→ TASK INSTRUCTIONS
Give back all of the material below word for word, without changing anything.
====== GIVEN DATA ======
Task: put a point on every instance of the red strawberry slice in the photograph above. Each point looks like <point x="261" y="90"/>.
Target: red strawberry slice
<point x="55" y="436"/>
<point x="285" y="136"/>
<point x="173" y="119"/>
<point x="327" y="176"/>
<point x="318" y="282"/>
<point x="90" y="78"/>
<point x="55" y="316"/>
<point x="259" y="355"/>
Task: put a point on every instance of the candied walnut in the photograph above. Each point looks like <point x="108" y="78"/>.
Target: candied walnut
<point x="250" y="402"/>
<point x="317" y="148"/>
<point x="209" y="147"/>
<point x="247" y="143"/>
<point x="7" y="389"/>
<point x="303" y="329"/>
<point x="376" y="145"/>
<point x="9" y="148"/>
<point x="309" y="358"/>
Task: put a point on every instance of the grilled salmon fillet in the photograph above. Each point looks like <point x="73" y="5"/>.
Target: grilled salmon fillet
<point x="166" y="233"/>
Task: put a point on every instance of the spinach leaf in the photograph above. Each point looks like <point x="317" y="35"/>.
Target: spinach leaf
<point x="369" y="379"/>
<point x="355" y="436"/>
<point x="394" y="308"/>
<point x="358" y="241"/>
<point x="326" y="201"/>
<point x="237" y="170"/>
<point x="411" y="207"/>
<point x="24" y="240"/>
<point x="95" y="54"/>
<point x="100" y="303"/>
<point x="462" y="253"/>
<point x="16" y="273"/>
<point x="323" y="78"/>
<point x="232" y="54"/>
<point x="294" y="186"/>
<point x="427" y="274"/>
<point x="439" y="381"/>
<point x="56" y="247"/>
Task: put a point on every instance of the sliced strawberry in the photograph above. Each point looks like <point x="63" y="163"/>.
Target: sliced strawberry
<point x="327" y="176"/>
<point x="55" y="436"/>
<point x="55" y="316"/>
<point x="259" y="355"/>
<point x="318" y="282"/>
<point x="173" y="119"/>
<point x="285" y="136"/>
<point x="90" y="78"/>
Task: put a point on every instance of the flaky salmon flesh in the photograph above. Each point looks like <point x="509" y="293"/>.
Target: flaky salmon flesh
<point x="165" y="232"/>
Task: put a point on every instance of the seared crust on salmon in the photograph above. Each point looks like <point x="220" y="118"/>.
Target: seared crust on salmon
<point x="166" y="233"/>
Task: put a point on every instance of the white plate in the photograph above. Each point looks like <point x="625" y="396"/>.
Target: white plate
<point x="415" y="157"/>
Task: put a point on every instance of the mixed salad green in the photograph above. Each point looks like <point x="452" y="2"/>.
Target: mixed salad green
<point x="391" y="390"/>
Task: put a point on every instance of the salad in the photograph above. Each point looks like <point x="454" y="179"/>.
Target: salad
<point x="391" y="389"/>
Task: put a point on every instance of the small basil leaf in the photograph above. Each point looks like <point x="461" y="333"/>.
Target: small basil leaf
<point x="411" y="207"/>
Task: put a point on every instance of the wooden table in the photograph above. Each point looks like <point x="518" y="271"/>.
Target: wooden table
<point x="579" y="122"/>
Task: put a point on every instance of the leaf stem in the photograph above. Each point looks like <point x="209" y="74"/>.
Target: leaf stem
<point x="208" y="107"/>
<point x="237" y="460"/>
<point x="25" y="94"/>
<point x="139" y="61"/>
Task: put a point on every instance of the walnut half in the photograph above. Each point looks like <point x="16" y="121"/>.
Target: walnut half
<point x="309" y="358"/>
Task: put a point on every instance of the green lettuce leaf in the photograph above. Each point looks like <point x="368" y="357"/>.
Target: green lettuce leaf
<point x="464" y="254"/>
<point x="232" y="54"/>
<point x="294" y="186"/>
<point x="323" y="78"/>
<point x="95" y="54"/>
======
→ SOLUTION FOR THIS PROBLEM
Task: put a point on every instance of the red strawberry slice in the photograph above. Each point looks like <point x="261" y="90"/>.
Target: red strawberry slice
<point x="55" y="436"/>
<point x="285" y="136"/>
<point x="173" y="119"/>
<point x="327" y="176"/>
<point x="318" y="282"/>
<point x="90" y="78"/>
<point x="55" y="316"/>
<point x="259" y="355"/>
Task: put a point on every instance of the candied walnut in the photograph above. Each point looks like <point x="108" y="78"/>.
Target: candied walnut
<point x="250" y="402"/>
<point x="317" y="148"/>
<point x="209" y="147"/>
<point x="247" y="143"/>
<point x="7" y="389"/>
<point x="303" y="329"/>
<point x="376" y="145"/>
<point x="9" y="148"/>
<point x="309" y="358"/>
Task: put a point on every instance of the grilled salmon fillet in the photograph above. Each point looks like <point x="73" y="5"/>.
Target: grilled salmon fillet
<point x="166" y="233"/>
Task: put a point on every instance of the spinach leaf in the photograph above. Each point looks like <point x="317" y="35"/>.
Target: spinach leaf
<point x="369" y="379"/>
<point x="355" y="436"/>
<point x="394" y="308"/>
<point x="358" y="241"/>
<point x="326" y="201"/>
<point x="237" y="170"/>
<point x="411" y="207"/>
<point x="24" y="240"/>
<point x="95" y="54"/>
<point x="100" y="303"/>
<point x="462" y="253"/>
<point x="16" y="273"/>
<point x="323" y="78"/>
<point x="232" y="54"/>
<point x="294" y="186"/>
<point x="427" y="274"/>
<point x="439" y="381"/>
<point x="56" y="247"/>
Task: put a point on every instance of the sliced strawberry in the photograph above. Each point looks like <point x="63" y="163"/>.
Target: sliced strawberry
<point x="327" y="176"/>
<point x="55" y="436"/>
<point x="55" y="316"/>
<point x="259" y="355"/>
<point x="318" y="282"/>
<point x="173" y="119"/>
<point x="285" y="136"/>
<point x="90" y="78"/>
Task: put a point on every instance of the flaky salmon flesh in the photograph above. Each point looks like <point x="509" y="293"/>.
Target: flaky salmon flesh
<point x="165" y="232"/>
Task: put a point on every instance of the seared crust on salmon in the photograph above. Each point looks like <point x="220" y="118"/>.
Target: seared crust on salmon
<point x="166" y="233"/>
Task: put a point on every instance of the white plate in the photograph above. Each point looks like <point x="625" y="396"/>.
Target: white plate
<point x="415" y="157"/>
Task: put a point on every instance of the mixed salad green in the photograph above. Each point looks like <point x="452" y="2"/>.
Target: mixed salad green
<point x="391" y="390"/>
Task: put a point on every instance of the salad in the photograph above. Each point looks like <point x="454" y="179"/>.
Target: salad
<point x="391" y="389"/>
Task: put a point on every instance of the small basil leaf in the photograph above. Each point looks like <point x="461" y="333"/>.
Target: small basil leaf
<point x="411" y="207"/>
Task: put a point on every instance of the wooden table in the photograph above. Each point looks like <point x="518" y="271"/>.
Target: wooden table
<point x="579" y="122"/>
Task: put a point on every instance of the leaf stem in the photograph above. Each point looks like <point x="209" y="74"/>.
Target: leaf stem
<point x="208" y="107"/>
<point x="237" y="460"/>
<point x="25" y="94"/>
<point x="139" y="61"/>
Task: put a point on every instance of the walnut half in the photograph above. Each point looks like <point x="16" y="121"/>.
Target: walnut half
<point x="309" y="358"/>
Task: put a point on every instance of the green lettuce leaf in the photograph above. Each point looks like <point x="368" y="357"/>.
Target: green lettuce leaf
<point x="464" y="254"/>
<point x="232" y="54"/>
<point x="294" y="186"/>
<point x="323" y="78"/>
<point x="95" y="54"/>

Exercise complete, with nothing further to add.